Text-to-region grounding data:
####################
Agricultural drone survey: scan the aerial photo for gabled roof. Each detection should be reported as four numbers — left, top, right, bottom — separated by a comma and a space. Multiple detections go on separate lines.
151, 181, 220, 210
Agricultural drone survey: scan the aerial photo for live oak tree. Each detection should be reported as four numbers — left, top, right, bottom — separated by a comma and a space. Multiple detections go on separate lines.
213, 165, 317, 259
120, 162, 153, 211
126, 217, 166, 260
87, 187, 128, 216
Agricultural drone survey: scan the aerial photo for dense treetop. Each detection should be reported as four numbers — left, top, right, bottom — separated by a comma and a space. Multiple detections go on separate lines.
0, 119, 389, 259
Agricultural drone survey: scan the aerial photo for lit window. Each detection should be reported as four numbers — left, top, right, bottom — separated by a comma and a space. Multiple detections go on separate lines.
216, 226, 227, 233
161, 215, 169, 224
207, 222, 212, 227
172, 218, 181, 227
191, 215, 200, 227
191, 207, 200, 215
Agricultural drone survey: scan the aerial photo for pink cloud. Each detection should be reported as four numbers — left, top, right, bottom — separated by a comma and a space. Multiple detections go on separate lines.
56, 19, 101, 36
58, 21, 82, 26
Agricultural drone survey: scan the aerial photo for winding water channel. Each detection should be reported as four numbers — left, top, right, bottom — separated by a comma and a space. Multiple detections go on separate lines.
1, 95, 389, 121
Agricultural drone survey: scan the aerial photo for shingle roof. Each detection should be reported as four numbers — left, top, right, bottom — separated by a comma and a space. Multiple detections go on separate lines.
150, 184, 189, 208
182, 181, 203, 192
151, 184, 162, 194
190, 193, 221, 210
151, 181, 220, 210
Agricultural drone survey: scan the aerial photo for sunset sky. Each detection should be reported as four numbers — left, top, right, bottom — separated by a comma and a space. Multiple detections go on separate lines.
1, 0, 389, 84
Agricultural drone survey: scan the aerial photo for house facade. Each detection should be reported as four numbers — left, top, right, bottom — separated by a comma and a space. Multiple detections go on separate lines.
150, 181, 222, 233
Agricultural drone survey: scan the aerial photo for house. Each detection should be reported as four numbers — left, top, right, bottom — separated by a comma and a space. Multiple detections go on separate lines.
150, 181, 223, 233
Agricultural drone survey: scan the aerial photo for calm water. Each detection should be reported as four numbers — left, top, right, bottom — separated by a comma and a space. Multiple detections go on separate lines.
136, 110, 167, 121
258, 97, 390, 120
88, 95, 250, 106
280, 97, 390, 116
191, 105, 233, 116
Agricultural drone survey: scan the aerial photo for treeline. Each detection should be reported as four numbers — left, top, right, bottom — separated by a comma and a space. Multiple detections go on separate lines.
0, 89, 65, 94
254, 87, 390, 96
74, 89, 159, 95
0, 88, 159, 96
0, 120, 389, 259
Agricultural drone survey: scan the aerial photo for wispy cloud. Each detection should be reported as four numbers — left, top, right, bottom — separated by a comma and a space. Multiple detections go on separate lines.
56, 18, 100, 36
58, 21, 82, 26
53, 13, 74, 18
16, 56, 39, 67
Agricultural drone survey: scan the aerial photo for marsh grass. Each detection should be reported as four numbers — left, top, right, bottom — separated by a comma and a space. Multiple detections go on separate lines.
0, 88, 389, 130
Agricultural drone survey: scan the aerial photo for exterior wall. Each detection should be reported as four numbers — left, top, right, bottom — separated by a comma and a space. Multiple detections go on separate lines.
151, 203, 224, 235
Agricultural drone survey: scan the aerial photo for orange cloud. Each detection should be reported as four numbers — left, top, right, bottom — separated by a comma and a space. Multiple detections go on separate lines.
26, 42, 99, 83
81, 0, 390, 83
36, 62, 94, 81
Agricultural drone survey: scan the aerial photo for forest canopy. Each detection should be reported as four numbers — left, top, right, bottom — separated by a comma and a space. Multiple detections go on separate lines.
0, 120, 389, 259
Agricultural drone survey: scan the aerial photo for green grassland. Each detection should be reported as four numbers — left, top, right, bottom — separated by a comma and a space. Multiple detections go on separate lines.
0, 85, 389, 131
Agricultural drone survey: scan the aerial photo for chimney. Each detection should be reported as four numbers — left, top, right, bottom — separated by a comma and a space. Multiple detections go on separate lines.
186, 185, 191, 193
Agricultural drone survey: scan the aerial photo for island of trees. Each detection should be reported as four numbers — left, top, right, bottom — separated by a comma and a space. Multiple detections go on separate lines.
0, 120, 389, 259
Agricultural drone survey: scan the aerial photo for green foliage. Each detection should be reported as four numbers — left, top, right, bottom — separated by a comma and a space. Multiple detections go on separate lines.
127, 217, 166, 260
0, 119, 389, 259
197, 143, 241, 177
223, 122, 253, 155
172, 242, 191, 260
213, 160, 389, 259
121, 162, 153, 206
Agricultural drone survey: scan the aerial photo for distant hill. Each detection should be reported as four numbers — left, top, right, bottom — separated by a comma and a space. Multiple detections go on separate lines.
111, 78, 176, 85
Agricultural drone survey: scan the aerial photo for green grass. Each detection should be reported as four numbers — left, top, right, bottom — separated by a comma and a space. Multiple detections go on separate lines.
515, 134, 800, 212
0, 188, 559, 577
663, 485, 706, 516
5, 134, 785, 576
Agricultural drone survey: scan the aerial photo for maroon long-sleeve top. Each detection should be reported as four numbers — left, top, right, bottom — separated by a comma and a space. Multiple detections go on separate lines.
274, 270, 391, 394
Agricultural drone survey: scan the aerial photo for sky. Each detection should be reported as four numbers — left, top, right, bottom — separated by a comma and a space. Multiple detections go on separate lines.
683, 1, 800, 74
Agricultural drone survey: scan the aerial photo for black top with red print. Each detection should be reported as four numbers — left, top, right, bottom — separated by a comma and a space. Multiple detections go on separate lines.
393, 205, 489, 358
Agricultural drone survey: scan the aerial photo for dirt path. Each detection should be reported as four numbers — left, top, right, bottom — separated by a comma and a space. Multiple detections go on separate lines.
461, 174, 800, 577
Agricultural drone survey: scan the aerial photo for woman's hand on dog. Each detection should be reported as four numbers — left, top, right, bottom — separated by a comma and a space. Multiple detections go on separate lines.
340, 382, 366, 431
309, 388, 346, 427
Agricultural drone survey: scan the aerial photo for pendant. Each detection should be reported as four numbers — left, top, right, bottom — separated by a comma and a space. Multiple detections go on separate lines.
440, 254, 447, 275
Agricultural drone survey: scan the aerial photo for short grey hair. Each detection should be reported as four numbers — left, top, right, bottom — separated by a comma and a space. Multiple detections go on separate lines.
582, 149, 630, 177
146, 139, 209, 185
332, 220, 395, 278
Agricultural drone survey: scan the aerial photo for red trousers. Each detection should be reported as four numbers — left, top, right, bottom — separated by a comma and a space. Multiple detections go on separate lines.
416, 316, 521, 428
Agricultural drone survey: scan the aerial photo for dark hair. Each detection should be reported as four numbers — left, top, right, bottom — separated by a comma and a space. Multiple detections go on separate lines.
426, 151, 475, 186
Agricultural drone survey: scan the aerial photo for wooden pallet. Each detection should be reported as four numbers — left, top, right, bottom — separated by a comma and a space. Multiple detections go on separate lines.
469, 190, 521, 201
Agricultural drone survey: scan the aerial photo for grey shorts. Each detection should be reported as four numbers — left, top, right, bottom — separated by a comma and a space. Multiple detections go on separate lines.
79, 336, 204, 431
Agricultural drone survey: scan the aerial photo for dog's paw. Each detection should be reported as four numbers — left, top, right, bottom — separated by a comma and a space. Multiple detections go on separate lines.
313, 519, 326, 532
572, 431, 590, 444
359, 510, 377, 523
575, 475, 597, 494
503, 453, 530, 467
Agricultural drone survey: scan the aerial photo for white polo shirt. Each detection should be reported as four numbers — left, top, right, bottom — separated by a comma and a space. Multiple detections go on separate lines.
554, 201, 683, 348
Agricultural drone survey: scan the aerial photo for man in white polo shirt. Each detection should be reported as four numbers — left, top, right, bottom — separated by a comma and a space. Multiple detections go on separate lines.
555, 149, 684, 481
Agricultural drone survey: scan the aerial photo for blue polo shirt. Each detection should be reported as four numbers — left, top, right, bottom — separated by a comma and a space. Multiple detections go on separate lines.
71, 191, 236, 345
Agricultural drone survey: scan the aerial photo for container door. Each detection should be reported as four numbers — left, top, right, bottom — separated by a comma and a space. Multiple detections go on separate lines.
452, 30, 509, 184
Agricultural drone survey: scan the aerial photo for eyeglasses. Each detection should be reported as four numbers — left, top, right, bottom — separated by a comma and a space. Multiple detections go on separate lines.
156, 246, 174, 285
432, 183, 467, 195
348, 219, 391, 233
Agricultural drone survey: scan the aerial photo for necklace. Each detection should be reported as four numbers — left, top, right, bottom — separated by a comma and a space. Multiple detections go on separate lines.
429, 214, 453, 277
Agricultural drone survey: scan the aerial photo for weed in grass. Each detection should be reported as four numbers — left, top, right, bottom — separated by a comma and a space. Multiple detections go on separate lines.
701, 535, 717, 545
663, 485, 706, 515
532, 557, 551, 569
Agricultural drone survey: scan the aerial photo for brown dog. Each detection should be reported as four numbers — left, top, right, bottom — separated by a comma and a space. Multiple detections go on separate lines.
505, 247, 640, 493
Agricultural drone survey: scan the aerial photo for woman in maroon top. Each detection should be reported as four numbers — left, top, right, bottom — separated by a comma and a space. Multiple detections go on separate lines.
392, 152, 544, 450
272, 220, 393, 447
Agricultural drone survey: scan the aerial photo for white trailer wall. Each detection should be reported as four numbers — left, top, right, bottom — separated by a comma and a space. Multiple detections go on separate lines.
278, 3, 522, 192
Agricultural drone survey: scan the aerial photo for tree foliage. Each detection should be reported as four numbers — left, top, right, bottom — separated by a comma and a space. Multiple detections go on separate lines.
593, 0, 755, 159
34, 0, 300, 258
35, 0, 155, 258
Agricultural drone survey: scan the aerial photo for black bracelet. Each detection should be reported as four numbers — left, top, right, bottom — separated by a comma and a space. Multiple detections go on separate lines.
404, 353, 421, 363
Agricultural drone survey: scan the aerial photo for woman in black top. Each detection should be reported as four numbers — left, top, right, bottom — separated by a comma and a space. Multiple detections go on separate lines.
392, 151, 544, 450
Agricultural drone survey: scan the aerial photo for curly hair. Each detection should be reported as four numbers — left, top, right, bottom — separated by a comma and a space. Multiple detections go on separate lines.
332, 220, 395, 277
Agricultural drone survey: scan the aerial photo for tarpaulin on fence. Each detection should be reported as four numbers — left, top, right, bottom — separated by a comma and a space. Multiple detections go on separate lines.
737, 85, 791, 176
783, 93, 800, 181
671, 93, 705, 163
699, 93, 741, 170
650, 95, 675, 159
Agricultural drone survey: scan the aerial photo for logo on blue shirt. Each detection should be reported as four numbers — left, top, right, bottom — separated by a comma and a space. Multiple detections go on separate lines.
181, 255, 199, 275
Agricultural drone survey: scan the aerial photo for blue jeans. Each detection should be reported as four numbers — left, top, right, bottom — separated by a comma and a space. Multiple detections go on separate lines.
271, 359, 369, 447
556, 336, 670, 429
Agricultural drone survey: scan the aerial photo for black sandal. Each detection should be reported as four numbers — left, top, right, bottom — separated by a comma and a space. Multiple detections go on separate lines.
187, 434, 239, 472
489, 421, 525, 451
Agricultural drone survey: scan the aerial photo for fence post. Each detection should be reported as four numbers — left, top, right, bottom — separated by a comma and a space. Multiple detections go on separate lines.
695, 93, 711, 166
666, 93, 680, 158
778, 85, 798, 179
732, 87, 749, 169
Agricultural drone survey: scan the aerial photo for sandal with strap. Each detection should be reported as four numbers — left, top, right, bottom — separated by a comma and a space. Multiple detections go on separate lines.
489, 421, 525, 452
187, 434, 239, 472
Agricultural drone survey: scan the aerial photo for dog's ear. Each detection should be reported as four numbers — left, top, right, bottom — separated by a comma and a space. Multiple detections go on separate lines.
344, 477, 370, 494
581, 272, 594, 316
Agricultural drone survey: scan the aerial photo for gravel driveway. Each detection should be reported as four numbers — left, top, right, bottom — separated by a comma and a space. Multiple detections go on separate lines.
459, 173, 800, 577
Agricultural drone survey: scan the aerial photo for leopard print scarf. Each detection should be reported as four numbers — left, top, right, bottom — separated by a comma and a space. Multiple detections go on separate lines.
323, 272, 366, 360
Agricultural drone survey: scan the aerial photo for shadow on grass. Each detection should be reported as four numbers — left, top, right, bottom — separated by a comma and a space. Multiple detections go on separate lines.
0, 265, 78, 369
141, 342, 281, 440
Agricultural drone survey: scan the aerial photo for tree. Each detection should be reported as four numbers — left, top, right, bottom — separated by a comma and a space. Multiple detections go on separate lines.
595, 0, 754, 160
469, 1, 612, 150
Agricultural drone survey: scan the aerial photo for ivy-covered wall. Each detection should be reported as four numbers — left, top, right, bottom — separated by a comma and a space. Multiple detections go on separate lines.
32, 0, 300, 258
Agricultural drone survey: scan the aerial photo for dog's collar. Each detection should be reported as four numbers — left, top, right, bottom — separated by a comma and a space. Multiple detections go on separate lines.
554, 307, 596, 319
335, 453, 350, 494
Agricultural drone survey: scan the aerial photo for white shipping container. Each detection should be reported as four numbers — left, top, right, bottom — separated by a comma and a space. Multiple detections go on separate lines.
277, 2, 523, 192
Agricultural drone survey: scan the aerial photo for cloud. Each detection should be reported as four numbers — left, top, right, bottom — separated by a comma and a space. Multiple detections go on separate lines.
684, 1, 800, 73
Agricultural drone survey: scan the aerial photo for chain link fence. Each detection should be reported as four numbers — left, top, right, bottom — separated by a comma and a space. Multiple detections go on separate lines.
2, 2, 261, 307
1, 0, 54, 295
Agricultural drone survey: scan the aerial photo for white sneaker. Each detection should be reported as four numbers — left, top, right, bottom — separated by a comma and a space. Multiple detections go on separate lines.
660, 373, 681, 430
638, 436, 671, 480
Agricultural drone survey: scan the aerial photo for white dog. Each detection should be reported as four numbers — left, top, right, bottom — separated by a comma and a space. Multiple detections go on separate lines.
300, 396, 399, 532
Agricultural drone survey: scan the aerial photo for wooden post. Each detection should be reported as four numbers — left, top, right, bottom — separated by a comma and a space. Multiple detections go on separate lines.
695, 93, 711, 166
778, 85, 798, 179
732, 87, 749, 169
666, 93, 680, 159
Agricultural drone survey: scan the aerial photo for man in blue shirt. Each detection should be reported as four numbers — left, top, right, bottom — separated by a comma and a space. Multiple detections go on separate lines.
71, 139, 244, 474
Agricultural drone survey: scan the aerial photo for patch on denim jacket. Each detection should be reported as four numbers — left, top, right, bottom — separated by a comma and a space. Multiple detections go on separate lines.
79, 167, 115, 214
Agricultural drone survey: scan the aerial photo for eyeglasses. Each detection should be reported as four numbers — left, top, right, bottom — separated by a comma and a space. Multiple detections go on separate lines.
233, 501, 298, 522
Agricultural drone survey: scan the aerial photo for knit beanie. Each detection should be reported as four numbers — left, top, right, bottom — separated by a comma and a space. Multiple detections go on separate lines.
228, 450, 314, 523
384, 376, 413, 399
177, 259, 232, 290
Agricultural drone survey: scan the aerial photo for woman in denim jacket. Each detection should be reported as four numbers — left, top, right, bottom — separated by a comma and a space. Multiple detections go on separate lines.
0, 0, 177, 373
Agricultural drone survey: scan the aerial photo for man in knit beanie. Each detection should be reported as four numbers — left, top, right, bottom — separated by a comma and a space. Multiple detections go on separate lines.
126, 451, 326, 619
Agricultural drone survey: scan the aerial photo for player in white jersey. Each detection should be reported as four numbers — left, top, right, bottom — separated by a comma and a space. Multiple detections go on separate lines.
####################
■ **Your task**
Reproduce only the lines running from the one that contains "Agricultural drone survey: scan the aerial photo for man in knit" to the last line of the records.

■ **Answer to the problem**
Agricultural drone survey: scan the aerial photo for man in knit beanie. Each detection should be reported as four numbers — left, top, right, bottom — separated by a comma and a space. Multiple detections go on separate lines.
126, 451, 326, 619
Agricultural drone survey: scan the aerial photo for player in white jersey. Each detection should be reported as four numbers — left, top, right, bottom — separated by a comma and a space. Multiple detections go on separate lines.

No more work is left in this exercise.